Excerpt:
# # # # # # #

The land, hot with fire.

The sun, reddened from a smoke filled sky.

Casting prayers of protection, we hold on for some semblance of certainty.

Holding the belief that it cant come here… no it cant… no it wont… be us.

Many of us holding the deep questions of how this came to be

and we're burning for answers.

When the masses point to climate change as the cause of the increasing catastrophic wildfires in California, I say yes, AND, let’s look a little deeper.

With wide eyes and a tender heart, I take a breath of deep acknowledgement that a dynamic mosaic of fires are dancing throughout the West of continental US as I write. Here, I attune my focus on the lands we call California; specifically occupied Southern Pomo/Coast Miwok territory, as that is the grounds of which I live with and write from. However, much of what I discuss here can be applied to analogous fire-prone ecologies of comparable latitudes.

The post-industrial anthropogenic alteration of Calfiornia’s ecosystems, increase in desertification feedback loops, build up of fuel load from fire suppression and subsequent catastrophic wildfires (now being termed ‘megafires’) are separate but related phenomena that I notice more and more people tend to lump together and call ‘climate change’. It is a comfortable way of addressing these complexities. Yes, these are all be inflamed (literally) by rapidly changing climate regimes, however they are systemically complex and involve a multiplicity of variables, all which have been playing out for the past few centuries. Climate alteration pushes these tipping points over the edge, blowing bioregional gaskets and attributing to the overshoot of planetary boundaries.

Other contributing factors to the rise in catastrophic mega fires in the west include but are not limited to (List adopted and added upon from Stephan Gordon):

  • The extirpation of beavers and eradication of the golden grizzly (the California subspecies of grizzly which now only lives as a symbol on California’s state flag, a pretty appalling irony) and other keystone species & ecosystem engineers.

# # # # # # #

Some lines:

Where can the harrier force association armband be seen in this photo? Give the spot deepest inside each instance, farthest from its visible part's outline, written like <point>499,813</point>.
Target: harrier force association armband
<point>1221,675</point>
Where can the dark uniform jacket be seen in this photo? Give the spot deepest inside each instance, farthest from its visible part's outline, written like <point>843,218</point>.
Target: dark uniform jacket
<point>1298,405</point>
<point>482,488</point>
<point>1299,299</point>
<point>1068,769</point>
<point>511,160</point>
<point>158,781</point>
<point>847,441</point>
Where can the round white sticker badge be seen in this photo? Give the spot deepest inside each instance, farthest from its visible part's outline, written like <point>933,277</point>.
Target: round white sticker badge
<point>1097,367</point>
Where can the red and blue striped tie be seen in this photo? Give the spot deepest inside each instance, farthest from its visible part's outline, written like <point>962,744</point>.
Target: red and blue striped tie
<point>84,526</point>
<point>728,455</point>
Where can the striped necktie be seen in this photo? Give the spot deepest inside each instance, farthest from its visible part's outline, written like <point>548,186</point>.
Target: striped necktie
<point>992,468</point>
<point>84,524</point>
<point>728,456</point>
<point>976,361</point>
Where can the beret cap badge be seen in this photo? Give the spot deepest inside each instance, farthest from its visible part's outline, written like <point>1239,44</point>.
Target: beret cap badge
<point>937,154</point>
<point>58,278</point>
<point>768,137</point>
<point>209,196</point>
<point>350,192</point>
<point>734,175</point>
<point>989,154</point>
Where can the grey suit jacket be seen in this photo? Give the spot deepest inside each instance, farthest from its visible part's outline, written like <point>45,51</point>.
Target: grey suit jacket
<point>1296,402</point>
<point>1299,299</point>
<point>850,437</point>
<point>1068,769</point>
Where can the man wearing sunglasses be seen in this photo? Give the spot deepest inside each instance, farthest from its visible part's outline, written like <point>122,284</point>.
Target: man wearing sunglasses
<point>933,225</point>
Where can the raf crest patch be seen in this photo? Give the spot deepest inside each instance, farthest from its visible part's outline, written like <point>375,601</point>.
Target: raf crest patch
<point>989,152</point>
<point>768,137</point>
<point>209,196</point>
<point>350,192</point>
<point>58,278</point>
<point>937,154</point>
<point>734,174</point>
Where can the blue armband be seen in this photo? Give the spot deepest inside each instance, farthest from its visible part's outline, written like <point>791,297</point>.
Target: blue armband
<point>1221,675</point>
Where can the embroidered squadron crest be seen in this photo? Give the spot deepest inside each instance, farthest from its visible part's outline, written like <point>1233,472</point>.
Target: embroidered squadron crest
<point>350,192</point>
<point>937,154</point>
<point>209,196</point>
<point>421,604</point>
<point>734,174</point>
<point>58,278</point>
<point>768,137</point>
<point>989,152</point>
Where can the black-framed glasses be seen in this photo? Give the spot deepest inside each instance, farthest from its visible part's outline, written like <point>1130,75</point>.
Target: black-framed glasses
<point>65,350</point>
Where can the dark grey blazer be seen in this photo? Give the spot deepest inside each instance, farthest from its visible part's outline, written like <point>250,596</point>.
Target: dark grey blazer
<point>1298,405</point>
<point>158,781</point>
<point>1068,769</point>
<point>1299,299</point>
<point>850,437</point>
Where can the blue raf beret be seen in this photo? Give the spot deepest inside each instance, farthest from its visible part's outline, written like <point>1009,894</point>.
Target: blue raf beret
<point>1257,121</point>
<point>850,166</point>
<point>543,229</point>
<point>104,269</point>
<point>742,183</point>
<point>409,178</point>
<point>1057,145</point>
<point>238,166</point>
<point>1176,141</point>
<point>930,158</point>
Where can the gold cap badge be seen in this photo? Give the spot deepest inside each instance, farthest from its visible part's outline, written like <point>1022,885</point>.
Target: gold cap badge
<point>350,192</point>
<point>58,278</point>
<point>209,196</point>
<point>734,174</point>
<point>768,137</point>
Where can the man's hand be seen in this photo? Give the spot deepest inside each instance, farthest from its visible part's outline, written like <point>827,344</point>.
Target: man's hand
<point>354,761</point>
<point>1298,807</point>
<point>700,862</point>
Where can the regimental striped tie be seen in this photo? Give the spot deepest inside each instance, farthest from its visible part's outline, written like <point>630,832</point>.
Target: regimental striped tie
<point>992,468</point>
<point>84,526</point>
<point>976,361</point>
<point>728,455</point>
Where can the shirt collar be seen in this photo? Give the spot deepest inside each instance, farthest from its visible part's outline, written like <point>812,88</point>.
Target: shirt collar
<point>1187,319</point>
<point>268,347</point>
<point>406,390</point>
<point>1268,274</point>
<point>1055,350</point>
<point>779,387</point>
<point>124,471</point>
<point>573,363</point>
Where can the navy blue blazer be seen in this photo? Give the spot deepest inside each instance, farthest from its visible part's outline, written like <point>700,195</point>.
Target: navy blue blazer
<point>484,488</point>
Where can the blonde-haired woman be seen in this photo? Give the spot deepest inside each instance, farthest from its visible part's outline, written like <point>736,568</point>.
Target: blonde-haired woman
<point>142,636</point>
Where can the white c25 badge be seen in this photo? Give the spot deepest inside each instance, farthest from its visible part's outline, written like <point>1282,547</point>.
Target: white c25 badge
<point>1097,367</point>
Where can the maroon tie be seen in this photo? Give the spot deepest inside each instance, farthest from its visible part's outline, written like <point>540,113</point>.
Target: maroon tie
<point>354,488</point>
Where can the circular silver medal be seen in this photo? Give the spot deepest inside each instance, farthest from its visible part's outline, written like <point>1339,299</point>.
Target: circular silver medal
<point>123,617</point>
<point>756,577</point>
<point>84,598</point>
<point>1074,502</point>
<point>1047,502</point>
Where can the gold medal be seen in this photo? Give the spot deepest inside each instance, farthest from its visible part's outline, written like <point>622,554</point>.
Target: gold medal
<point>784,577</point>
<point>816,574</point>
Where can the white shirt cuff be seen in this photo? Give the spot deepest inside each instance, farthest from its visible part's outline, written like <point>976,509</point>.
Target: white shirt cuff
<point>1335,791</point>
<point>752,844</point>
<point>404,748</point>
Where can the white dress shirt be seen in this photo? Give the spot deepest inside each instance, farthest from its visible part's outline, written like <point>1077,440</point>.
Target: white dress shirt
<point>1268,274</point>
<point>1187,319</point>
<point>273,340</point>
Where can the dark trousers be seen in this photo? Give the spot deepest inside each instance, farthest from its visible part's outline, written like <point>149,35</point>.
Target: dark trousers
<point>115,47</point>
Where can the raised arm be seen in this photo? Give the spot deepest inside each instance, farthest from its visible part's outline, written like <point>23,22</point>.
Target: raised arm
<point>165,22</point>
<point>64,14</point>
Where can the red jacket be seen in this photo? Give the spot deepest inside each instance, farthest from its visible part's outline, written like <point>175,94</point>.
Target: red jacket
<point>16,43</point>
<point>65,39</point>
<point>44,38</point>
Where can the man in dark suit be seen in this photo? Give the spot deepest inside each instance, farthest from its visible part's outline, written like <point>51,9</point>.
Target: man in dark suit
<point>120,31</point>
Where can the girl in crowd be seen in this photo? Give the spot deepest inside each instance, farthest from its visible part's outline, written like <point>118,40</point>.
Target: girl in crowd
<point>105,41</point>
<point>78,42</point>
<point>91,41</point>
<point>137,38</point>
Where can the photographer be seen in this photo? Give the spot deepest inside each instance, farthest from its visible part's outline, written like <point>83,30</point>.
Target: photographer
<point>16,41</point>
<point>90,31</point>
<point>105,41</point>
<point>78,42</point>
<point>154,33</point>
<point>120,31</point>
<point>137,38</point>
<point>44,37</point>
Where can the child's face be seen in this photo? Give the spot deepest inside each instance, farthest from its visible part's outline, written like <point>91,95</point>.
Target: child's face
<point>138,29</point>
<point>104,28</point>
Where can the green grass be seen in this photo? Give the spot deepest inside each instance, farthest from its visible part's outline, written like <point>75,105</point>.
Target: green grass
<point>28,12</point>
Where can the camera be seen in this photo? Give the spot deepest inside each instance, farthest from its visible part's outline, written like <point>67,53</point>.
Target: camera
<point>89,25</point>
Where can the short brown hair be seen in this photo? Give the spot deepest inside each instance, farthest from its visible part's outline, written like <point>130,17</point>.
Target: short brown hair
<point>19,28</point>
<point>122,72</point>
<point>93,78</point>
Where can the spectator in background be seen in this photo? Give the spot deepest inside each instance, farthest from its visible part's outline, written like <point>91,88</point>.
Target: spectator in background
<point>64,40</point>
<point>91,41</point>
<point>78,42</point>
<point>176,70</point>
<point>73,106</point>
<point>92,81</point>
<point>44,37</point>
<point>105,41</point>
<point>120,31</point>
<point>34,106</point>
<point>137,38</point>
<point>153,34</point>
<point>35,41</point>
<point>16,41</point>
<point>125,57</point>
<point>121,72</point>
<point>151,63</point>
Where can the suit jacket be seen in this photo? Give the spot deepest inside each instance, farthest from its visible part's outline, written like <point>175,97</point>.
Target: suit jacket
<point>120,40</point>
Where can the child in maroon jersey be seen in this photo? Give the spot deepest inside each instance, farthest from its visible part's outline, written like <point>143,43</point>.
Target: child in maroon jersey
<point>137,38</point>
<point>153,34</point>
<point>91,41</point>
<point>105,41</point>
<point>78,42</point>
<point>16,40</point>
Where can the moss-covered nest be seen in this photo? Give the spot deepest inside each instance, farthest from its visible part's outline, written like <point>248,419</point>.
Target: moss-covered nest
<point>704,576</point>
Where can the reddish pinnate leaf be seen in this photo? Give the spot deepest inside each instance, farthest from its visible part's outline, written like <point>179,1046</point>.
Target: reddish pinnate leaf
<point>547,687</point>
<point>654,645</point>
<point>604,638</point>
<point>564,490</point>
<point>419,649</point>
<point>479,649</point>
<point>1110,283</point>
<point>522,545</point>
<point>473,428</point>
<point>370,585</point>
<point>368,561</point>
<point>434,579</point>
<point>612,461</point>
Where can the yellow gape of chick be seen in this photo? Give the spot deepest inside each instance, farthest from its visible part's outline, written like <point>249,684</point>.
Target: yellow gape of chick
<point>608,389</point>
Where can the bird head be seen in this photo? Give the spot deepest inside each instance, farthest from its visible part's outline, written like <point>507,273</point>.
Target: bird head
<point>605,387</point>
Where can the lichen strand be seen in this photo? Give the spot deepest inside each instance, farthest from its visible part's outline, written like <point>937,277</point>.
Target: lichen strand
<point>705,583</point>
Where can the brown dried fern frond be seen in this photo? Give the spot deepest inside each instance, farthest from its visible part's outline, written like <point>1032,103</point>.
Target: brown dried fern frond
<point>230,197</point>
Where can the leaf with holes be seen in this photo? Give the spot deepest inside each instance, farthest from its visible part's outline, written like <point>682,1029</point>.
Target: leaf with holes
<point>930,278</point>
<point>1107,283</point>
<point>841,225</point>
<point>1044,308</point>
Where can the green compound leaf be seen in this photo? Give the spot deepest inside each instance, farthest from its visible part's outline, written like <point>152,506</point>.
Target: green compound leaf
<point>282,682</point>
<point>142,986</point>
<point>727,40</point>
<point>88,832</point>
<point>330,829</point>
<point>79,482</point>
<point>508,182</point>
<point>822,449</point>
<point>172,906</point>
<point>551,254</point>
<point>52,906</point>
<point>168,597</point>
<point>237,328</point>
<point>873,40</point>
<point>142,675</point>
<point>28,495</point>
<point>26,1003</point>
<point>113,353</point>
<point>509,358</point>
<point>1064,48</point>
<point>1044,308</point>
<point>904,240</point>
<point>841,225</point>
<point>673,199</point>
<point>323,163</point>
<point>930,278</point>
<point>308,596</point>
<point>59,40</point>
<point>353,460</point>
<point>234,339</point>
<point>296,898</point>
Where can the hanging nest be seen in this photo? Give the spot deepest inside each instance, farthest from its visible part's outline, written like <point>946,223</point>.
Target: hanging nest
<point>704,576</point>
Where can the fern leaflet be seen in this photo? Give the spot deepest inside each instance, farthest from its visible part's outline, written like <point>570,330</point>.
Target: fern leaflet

# # # # # # #

What you are asked to do:
In the excerpt on California wildfires, what territory does the writer say they live on and write from?

The solution:
Occupied Southern Pomo/Coast Miwok territory.